(Data items)
════════

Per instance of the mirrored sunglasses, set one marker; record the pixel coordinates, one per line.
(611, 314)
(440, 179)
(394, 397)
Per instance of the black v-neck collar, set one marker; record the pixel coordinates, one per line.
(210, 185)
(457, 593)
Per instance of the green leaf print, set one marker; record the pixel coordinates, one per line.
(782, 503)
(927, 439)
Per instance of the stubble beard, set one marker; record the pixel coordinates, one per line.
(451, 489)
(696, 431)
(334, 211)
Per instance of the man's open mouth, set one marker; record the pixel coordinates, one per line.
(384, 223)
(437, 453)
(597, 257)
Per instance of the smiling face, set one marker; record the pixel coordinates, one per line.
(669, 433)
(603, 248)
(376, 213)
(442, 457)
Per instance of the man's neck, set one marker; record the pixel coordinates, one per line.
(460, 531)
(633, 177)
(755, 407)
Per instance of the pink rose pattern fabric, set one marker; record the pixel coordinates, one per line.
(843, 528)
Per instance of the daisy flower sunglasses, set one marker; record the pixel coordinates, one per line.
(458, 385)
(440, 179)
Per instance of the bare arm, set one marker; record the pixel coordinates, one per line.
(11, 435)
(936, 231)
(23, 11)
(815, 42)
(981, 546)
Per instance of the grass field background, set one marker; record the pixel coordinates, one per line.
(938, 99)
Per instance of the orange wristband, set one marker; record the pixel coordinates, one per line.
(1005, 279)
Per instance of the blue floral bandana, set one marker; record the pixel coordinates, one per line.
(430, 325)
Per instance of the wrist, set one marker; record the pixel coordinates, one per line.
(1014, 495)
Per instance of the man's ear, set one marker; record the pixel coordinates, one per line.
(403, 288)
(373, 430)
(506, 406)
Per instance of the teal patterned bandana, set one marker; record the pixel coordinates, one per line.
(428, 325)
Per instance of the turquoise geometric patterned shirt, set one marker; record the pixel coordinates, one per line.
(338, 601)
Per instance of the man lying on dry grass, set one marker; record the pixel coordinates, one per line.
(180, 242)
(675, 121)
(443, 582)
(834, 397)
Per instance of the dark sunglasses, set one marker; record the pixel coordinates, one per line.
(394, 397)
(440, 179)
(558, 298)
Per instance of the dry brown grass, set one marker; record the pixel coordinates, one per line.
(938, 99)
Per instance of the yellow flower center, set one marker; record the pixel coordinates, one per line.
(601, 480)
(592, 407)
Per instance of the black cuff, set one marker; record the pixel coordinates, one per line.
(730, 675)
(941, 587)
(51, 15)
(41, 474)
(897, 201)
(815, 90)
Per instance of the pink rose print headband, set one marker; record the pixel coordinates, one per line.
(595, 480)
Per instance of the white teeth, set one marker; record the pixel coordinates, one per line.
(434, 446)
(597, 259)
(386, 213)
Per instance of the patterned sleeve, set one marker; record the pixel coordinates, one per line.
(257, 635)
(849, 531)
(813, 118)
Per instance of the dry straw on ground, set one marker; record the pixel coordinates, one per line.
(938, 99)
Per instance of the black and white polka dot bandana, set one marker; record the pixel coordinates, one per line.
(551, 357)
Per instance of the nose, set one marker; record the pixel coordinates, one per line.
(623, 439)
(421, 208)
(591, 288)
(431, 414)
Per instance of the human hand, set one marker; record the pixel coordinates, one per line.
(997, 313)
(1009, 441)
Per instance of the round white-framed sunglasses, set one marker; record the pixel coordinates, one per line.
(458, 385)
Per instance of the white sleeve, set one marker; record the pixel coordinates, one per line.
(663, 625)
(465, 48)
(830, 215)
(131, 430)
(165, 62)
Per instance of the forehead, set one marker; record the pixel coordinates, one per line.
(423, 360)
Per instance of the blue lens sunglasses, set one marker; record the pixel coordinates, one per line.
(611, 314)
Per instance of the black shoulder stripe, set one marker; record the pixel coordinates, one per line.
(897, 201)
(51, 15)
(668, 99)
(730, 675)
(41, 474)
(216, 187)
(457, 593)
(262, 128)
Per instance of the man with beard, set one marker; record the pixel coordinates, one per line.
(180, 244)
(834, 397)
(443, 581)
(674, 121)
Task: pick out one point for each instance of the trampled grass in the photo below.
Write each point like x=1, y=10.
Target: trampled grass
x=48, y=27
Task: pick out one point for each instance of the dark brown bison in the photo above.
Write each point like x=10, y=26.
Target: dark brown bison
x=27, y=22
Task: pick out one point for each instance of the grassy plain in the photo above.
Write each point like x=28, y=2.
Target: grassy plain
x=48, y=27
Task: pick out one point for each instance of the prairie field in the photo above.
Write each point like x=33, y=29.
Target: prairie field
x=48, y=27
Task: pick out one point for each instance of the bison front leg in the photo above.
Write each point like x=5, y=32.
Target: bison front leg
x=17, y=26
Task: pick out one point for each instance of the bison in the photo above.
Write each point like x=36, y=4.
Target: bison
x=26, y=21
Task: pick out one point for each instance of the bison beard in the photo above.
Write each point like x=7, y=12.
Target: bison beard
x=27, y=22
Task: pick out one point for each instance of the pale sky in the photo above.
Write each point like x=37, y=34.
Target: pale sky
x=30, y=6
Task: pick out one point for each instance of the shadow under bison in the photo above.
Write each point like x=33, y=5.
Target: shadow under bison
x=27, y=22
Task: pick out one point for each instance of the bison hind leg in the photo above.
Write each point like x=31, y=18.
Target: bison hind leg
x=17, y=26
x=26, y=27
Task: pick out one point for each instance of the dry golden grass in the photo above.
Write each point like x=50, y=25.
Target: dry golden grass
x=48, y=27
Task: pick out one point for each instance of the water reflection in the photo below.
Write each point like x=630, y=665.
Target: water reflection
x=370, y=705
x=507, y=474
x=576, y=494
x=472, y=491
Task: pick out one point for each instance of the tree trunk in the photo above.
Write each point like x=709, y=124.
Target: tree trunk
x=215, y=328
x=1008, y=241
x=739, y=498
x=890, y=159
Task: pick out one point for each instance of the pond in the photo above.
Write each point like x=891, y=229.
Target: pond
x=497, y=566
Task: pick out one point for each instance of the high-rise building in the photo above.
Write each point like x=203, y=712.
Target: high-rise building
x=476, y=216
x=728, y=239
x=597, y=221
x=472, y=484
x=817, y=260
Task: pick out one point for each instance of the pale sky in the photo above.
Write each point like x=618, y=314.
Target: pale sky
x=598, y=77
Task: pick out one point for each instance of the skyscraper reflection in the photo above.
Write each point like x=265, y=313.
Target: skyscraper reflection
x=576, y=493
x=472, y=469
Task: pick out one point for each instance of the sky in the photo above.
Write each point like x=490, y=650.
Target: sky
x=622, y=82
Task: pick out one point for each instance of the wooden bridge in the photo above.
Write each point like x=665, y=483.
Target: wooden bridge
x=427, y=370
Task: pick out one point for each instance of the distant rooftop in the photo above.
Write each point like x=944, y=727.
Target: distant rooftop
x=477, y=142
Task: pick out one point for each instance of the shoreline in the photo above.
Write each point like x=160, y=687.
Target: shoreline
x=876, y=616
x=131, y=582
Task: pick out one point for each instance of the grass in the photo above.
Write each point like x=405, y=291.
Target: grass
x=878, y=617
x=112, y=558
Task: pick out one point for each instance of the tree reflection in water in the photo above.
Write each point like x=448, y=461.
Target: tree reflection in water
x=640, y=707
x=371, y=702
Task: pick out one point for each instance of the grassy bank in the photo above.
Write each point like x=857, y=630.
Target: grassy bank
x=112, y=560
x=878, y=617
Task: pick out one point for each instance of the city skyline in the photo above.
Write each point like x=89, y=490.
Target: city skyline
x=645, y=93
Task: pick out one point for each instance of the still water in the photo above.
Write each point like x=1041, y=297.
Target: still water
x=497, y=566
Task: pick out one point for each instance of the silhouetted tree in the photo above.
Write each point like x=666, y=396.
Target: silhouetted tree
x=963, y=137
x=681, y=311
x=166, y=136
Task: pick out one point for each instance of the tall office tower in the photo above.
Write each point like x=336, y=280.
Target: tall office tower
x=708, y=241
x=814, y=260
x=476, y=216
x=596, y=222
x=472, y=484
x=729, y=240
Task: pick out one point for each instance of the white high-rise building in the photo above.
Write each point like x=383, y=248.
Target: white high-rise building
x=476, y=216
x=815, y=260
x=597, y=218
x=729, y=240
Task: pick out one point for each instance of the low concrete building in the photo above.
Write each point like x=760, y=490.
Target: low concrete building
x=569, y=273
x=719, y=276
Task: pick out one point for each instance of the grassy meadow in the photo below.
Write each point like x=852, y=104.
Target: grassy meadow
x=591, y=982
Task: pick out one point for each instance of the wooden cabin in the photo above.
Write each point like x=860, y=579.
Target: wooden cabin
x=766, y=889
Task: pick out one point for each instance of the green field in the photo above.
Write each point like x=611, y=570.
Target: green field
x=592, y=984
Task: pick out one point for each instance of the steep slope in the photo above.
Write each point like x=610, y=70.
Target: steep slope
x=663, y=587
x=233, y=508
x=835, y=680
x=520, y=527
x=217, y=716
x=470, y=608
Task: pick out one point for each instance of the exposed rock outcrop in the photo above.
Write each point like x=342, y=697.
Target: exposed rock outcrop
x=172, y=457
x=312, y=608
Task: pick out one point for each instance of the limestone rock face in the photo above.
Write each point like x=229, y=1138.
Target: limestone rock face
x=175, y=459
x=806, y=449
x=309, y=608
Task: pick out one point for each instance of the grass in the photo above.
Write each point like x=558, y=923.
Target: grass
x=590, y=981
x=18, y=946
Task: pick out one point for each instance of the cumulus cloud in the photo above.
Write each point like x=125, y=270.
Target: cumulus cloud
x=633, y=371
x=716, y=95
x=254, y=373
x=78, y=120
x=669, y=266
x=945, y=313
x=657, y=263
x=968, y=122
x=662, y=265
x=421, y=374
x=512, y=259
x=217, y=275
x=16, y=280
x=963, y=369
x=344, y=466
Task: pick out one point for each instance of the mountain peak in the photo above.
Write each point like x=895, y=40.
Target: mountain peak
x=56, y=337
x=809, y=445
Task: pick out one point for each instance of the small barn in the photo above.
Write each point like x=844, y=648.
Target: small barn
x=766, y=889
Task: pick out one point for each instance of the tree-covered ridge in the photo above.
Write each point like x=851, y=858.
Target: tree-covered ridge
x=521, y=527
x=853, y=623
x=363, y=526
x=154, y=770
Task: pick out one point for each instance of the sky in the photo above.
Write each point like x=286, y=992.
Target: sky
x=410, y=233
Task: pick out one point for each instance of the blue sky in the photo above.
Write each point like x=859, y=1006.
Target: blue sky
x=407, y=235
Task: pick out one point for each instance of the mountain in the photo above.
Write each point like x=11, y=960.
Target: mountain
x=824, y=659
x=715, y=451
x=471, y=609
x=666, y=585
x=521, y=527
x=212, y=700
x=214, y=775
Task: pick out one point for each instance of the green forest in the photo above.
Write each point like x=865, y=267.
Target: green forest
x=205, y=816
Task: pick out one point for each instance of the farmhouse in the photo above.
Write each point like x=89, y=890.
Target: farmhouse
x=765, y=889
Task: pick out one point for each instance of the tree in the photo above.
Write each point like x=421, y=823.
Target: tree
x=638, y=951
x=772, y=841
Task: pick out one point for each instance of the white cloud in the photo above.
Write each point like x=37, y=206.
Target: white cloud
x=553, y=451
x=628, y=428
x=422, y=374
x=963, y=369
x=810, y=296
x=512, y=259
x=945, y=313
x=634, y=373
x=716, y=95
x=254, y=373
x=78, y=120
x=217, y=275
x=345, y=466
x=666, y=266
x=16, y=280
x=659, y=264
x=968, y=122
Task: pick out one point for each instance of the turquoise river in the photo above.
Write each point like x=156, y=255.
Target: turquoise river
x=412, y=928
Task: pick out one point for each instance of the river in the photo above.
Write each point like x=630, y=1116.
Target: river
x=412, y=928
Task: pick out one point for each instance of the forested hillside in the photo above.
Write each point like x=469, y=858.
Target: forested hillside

════════

Of the entries above, tally the lines with "hillside" in them. Only the total should be given.

2